抜粋文:

****************

様々な要素が絡み合って発生する福祉現場での「虐待」。
長年の経験から得られた梶川さんの現場の言葉をお届けします。

プロフィール梶川 義人 (かじかわ よしと)

日本虐待防止研究・研修センター代表、桜美林大学・淑徳大学短期大学部兼任講師。
対応困難事例、家族問題担当ソーシャルワーカーとして約20年間、特別養護老人ホームの業務アドバイザーを約10年間務める。2000年から日本高齢者虐待防止センターの活動に参加し、高齢者虐待に関する研究、実践、教育に取り組む。自治体の高齢者虐待防止に関する委員会委員や対応チームのスーパーバイザーを歴任。著書に、『高齢者虐待防止トレーニングブック-発見・援助から予防まで』(共著、中央法規出版)、『介護サービスの基礎知識』(共著、自由国民社)、『障害者虐待』(共著、中央法規出版)などがある。

コロナ禍由来の社会的虐待

 私は、ブログを書くときに少なからずコロナ禍ネタに頼ってきましたから、内心では記事の内容が偏ることを恐れていました。しかし、3回目の緊急事態宣言の発出とその延長、ワクチン接種の遅れ、東京五輪開催の是非など、関連のニュースで大賑わいなので、その誘惑に負けることにしました。

 今回のテーマは、「コロナ禍強者・弱者の格差や対立」です。しかし、ここで言う強者・弱者は、全人的な意味ではなく、あくまでも、コロナ禍に対して強い者と弱い者という意味です。また、格差や対立については、営業の自粛と補償金をめぐる格差や対立、ワクチン接種をめぐる格差、五輪開催の是非をめぐる対立など、たくさんのものを含んでいます。

****************

記録:
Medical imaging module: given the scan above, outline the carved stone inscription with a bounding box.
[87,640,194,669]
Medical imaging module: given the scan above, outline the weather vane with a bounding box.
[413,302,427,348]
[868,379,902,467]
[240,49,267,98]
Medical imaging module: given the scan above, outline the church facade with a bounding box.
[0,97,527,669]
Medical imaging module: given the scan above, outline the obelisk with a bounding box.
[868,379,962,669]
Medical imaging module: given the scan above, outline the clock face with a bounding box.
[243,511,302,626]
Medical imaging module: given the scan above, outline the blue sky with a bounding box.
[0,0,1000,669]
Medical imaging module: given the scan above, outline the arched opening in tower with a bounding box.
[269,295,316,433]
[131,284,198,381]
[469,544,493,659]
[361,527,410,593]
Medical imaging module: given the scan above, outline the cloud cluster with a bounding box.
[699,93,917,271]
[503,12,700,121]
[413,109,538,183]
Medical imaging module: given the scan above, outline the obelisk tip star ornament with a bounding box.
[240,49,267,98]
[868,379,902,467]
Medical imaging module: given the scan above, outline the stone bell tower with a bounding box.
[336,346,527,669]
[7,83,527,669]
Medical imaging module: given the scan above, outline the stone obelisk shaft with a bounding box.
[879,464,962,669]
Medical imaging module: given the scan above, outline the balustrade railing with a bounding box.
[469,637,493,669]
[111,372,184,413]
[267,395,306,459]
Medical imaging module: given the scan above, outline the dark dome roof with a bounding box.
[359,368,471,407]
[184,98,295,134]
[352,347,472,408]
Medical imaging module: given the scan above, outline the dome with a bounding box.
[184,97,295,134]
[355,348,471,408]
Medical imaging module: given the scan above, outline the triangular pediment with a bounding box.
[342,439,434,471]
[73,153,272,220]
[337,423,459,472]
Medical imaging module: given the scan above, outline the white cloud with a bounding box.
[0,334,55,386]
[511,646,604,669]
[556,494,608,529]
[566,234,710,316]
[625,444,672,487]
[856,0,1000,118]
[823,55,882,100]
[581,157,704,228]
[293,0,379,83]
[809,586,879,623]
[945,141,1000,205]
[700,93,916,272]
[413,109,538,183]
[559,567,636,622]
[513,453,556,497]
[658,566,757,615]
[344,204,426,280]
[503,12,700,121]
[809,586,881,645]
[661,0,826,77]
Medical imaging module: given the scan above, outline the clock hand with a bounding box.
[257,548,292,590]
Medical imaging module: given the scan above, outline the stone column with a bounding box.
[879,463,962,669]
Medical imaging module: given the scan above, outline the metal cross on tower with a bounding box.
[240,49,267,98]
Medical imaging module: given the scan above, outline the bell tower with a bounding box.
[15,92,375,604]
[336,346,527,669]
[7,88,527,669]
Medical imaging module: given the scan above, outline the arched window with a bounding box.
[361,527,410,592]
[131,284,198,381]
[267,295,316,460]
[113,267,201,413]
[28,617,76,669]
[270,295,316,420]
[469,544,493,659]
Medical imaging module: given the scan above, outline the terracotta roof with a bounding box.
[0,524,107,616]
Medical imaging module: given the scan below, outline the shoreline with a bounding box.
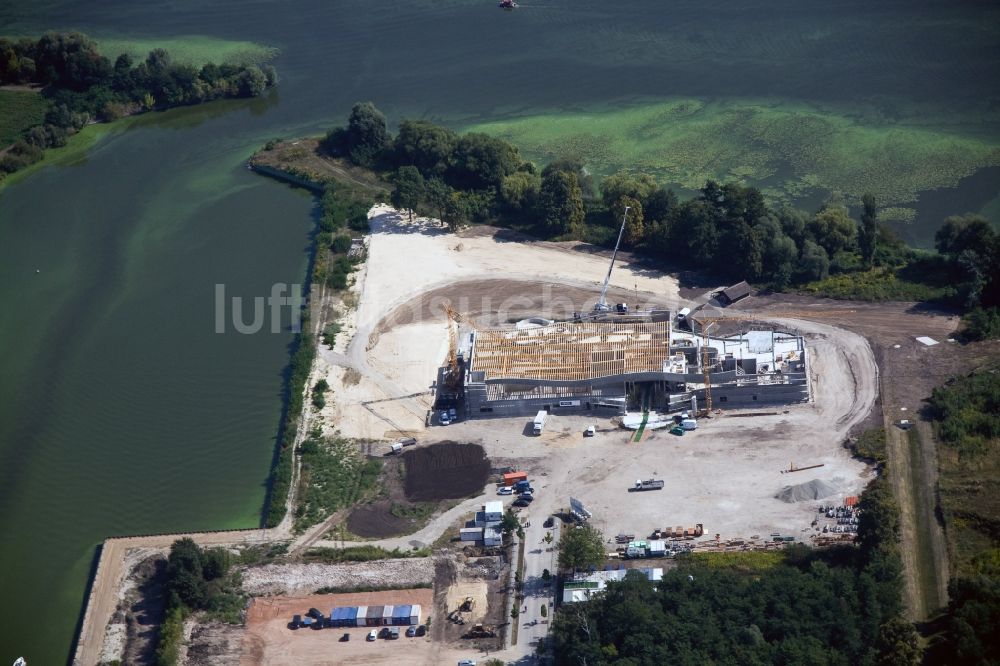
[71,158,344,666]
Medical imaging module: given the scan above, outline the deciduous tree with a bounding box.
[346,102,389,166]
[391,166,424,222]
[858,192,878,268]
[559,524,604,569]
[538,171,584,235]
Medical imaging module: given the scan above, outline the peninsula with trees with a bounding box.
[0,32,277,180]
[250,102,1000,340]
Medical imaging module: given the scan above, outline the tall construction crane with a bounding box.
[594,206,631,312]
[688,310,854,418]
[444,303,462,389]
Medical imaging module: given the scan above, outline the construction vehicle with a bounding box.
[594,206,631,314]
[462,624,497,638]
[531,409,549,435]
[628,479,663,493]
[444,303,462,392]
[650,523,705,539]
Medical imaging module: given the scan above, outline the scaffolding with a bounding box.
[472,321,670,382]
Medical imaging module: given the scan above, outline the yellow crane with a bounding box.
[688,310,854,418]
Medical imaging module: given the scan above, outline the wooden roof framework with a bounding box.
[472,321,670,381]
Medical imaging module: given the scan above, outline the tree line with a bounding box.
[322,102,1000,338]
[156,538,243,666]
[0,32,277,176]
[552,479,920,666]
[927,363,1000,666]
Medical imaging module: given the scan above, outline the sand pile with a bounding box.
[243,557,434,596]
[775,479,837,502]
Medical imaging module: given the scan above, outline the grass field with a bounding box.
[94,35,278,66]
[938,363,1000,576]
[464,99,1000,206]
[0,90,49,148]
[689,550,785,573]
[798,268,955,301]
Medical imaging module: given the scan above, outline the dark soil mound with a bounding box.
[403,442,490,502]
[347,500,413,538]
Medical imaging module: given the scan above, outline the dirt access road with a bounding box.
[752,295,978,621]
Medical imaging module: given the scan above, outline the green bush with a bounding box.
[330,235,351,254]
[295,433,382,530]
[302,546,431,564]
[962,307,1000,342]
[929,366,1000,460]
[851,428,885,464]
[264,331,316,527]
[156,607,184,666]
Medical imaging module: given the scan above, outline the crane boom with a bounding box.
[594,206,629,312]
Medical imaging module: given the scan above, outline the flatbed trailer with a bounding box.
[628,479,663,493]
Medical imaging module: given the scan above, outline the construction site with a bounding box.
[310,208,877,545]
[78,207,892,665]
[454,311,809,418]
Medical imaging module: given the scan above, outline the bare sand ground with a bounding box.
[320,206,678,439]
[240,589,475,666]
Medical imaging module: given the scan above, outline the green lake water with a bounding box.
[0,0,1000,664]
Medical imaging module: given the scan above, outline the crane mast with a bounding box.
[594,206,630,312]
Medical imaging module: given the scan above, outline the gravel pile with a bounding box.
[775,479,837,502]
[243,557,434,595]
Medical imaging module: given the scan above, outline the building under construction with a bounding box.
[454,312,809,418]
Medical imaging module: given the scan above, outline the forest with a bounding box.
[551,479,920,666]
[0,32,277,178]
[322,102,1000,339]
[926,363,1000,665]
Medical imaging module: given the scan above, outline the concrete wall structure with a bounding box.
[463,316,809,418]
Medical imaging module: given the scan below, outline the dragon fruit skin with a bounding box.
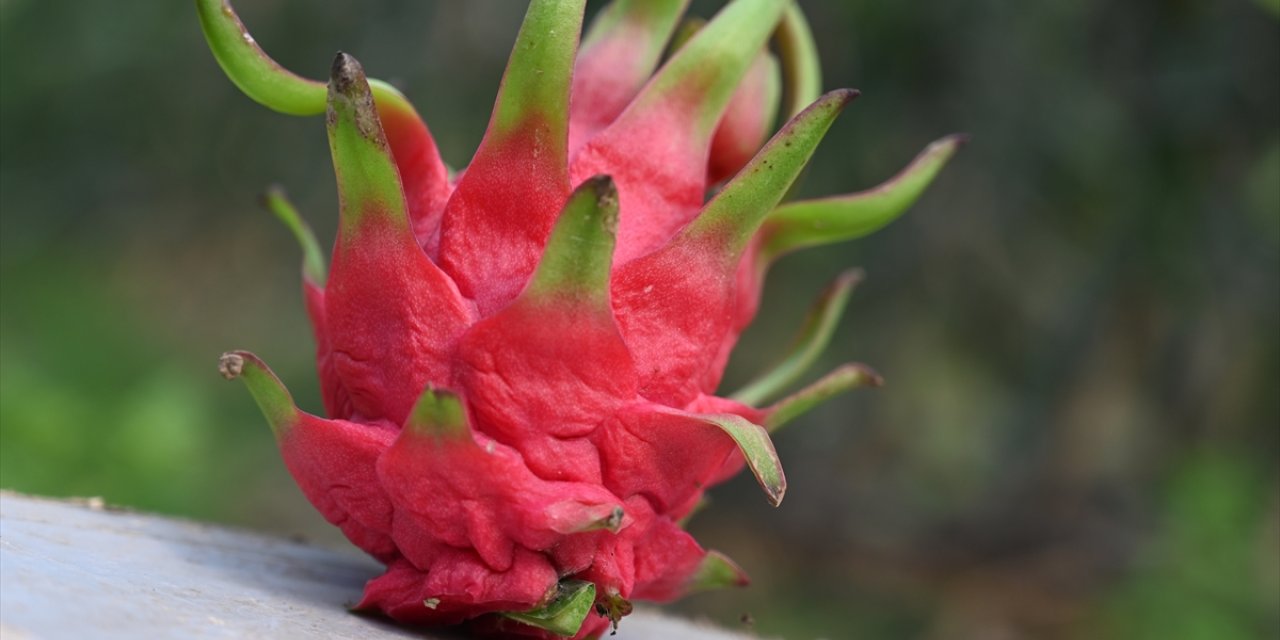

****************

取り組む課題:
1 > 抜粋文によると、梶川さんが特別養護老人ホームの業務アドバイザーを務めた期間はどれくらいですか？
2 > 抜粋文のうち、「長年の経験から得られた梶川さんの現場の言葉をお届けします。」を含む語句で始まり「誘惑に負けることにしました。」で終わる部分を、一字も変えずに書き出してください。
記録はここでは使いません。

課題ごとの回答:
1 > 約10年間です。

2 >
長年の経験から得られた梶川さんの現場の言葉をお届けします。

プロフィール梶川 義人 (かじかわ よしと)

日本虐待防止研究・研修センター代表、桜美林大学・淑徳大学短期大学部兼任講師。
対応困難事例、家族問題担当ソーシャルワーカーとして約20年間、特別養護老人ホームの業務アドバイザーを約10年間務める。2000年から日本高齢者虐待防止センターの活動に参加し、高齢者虐待に関する研究、実践、教育に取り組む。自治体の高齢者虐待防止に関する委員会委員や対応チームのスーパーバイザーを歴任。著書に、『高齢者虐待防止トレーニングブック-発見・援助から予防まで』(共著、中央法規出版)、『介護サービスの基礎知識』(共著、自由国民社)、『障害者虐待』(共著、中央法規出版)などがある。

コロナ禍由来の社会的虐待

 私は、ブログを書くときに少なからずコロナ禍ネタに頼ってきましたから、内心では記事の内容が偏ることを恐れていました。しかし、3回目の緊急事態宣言の発出とその延長、ワクチン接種の遅れ、東京五輪開催の是非など、関連のニュースで大賑わいなので、その誘惑に負けることにしました。